*WHAT TO DO:* Repeat the lines of the listing below exactly, starting at the line that contains "query: concrete wall" and running through the last line, both included, and only those.

*SUPPLIED RECORDS:*

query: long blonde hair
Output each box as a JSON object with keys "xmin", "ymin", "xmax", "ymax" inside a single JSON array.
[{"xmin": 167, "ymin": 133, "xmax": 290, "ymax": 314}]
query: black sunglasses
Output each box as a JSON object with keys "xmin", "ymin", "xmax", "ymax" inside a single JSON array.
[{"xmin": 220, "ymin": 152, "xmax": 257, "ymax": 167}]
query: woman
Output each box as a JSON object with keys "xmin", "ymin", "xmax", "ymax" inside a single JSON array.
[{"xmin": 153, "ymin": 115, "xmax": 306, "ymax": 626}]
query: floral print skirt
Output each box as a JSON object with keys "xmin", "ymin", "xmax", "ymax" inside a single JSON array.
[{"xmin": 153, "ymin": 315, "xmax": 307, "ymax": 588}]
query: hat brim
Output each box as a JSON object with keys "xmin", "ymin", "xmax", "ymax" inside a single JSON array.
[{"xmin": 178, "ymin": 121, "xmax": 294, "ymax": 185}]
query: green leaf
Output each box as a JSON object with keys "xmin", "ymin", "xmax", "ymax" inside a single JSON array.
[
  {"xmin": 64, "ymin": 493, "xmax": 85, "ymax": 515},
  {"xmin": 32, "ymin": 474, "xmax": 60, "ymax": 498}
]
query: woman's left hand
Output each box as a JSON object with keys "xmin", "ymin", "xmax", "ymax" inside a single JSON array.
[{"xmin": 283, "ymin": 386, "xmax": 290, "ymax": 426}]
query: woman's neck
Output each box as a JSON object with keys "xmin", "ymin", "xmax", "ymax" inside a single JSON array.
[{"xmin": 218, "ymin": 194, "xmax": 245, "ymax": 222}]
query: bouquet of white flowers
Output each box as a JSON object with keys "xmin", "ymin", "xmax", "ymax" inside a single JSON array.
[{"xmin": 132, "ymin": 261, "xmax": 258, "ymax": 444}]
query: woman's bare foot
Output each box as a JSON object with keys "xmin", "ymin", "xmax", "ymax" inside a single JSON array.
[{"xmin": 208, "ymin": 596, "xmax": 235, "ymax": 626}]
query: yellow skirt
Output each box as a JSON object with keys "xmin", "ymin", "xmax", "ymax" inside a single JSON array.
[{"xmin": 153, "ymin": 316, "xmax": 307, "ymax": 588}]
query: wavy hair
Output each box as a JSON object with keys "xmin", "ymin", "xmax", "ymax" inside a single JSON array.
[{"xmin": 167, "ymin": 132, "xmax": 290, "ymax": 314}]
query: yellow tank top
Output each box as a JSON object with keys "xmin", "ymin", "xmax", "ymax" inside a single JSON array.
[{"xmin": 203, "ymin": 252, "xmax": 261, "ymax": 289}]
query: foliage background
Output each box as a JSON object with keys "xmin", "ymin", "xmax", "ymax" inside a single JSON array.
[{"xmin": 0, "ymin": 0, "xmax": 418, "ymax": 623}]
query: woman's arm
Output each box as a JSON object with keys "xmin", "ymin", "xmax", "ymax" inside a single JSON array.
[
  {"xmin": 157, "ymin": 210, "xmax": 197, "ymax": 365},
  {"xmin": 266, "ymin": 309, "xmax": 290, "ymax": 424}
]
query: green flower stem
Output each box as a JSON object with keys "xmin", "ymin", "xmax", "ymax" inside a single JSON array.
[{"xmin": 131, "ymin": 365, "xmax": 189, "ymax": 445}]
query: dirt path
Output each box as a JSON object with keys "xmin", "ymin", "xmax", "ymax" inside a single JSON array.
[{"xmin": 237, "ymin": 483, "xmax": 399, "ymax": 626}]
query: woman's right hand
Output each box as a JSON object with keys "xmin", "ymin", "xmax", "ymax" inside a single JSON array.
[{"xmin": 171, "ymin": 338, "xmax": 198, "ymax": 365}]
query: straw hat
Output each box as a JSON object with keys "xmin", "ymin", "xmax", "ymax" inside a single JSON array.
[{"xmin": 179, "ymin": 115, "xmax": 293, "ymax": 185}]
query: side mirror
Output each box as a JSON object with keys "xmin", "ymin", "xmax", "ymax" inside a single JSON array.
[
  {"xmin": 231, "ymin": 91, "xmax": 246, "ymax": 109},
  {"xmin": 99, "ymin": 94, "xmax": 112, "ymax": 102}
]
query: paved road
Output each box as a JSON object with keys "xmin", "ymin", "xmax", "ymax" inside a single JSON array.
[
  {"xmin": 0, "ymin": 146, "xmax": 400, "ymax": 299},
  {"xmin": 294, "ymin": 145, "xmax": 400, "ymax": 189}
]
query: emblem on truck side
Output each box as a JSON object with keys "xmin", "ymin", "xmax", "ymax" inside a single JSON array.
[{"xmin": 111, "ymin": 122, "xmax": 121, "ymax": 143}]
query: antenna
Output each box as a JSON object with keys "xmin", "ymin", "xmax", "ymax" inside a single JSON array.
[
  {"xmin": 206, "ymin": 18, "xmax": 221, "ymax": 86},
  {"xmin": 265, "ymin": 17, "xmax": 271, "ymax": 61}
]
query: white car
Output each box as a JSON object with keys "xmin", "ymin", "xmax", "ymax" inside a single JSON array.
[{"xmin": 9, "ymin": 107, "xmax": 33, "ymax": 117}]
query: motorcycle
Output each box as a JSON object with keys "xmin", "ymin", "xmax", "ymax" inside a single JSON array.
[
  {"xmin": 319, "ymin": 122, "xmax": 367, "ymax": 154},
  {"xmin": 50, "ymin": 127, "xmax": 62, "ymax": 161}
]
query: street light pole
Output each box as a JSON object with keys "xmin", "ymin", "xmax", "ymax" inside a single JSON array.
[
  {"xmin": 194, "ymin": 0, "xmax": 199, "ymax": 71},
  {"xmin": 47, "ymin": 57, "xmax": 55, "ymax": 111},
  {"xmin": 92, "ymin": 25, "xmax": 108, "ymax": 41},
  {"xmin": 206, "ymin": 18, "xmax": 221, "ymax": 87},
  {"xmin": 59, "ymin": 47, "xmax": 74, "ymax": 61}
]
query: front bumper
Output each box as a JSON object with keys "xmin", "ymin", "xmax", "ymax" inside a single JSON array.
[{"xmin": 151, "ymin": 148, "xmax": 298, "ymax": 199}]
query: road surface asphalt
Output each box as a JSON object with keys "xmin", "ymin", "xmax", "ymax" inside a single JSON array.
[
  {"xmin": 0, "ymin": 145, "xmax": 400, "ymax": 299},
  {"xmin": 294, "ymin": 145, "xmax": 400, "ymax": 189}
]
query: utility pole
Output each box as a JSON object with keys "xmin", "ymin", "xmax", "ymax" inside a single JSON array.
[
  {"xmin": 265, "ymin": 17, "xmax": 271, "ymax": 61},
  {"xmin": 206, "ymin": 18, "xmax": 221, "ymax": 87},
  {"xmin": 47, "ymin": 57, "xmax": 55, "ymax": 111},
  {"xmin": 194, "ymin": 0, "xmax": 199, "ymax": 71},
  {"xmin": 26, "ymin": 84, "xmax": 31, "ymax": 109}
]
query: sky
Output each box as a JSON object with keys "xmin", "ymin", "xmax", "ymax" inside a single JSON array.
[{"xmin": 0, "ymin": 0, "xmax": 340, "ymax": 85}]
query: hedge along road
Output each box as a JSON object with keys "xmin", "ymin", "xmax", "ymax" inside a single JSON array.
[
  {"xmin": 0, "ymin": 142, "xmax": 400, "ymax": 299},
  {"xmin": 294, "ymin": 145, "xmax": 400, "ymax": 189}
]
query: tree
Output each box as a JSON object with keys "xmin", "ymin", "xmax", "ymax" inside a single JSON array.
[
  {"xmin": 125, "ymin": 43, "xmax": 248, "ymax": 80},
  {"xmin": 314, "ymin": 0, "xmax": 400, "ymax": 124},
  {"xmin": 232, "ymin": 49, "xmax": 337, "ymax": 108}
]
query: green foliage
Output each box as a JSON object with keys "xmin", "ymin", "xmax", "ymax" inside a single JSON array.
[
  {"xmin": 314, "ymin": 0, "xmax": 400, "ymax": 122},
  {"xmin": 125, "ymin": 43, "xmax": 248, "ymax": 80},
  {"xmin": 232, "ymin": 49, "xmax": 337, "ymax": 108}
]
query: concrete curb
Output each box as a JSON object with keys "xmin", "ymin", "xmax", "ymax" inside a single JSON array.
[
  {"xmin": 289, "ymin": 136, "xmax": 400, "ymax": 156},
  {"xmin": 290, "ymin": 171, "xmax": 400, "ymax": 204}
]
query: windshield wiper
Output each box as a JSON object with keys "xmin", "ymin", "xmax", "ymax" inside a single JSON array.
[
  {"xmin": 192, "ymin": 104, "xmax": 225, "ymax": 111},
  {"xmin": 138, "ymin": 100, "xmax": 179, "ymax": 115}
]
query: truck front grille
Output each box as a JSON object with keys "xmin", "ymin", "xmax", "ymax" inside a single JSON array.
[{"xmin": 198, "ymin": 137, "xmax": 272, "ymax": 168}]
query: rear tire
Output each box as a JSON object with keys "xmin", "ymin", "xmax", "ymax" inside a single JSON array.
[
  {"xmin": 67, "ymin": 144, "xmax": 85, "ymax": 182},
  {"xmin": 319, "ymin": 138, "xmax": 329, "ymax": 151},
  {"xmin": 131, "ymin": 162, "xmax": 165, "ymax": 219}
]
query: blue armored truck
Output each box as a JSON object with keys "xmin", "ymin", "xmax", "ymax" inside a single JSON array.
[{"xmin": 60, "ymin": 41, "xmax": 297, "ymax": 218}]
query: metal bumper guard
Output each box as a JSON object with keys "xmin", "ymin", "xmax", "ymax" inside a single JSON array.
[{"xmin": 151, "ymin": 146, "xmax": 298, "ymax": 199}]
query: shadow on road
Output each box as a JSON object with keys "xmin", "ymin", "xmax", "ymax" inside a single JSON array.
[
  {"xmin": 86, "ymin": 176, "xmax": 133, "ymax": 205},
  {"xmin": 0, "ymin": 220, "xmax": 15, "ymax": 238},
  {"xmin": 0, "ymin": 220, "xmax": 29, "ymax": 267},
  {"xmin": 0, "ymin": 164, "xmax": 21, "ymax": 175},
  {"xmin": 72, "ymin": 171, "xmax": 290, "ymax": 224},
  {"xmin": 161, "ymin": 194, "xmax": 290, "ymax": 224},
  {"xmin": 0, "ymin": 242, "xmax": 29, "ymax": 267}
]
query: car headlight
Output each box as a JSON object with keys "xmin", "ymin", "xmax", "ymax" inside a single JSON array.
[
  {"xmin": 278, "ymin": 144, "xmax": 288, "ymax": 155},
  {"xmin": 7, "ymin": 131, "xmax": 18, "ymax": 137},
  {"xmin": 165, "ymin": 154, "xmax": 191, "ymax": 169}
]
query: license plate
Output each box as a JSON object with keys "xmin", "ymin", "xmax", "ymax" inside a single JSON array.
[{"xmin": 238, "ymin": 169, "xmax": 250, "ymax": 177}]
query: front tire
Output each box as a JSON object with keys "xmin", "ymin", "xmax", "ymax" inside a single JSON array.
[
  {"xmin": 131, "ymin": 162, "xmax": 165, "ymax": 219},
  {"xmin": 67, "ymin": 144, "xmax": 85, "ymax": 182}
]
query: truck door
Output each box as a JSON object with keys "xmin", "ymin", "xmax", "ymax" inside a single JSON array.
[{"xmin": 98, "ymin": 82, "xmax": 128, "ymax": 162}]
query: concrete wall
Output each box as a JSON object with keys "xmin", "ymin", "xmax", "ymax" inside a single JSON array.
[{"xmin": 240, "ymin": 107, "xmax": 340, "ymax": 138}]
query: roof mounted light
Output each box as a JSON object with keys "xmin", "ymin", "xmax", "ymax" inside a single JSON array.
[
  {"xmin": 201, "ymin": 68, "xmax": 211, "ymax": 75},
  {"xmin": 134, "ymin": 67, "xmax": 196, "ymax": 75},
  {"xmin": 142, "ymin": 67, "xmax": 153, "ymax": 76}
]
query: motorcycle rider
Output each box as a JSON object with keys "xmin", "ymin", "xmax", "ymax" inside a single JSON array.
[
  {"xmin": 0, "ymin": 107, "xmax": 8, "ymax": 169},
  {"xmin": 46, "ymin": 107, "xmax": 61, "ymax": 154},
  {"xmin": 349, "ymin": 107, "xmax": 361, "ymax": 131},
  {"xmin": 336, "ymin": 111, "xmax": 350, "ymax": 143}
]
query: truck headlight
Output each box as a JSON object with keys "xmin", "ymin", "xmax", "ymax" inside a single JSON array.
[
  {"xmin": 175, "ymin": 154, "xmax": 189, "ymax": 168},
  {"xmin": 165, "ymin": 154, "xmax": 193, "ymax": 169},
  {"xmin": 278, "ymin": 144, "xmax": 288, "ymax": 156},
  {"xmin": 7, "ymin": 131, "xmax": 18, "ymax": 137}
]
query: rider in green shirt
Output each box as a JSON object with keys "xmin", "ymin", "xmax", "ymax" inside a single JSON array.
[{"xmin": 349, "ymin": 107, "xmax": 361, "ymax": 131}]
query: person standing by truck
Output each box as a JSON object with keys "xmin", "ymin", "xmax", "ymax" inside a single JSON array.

*ANSWER BELOW:*
query: concrete wall
Output each box as a JSON object with keys "xmin", "ymin", "xmax", "ymax" inside a single JSON array.
[{"xmin": 240, "ymin": 107, "xmax": 340, "ymax": 138}]
query: roof mounted light
Output each box as a JSON object with keys "xmin", "ymin", "xmax", "ymax" inside a single JSON array.
[
  {"xmin": 201, "ymin": 68, "xmax": 211, "ymax": 75},
  {"xmin": 134, "ymin": 67, "xmax": 196, "ymax": 75},
  {"xmin": 142, "ymin": 67, "xmax": 153, "ymax": 76}
]
query: motorcycle rider
Output each box as a JSON object with keys "xmin", "ymin", "xmax", "ymax" inside a single JSON array.
[
  {"xmin": 0, "ymin": 107, "xmax": 8, "ymax": 169},
  {"xmin": 46, "ymin": 107, "xmax": 61, "ymax": 154},
  {"xmin": 349, "ymin": 107, "xmax": 361, "ymax": 131},
  {"xmin": 336, "ymin": 111, "xmax": 350, "ymax": 143}
]
query: truck headlight
Output each box as a JSON object with keys "xmin", "ymin", "xmax", "ymax" inside a single JSON array.
[
  {"xmin": 175, "ymin": 154, "xmax": 189, "ymax": 168},
  {"xmin": 165, "ymin": 154, "xmax": 193, "ymax": 169},
  {"xmin": 278, "ymin": 144, "xmax": 288, "ymax": 156},
  {"xmin": 7, "ymin": 131, "xmax": 18, "ymax": 137}
]
query: rider in green shirt
Output each box as a JSON object with keys "xmin", "ymin", "xmax", "ymax" inside a single JSON array.
[{"xmin": 349, "ymin": 107, "xmax": 361, "ymax": 131}]
query: person standing by truck
Output each box as a JSON object with keys "xmin", "ymin", "xmax", "ymax" inside a single JSON array.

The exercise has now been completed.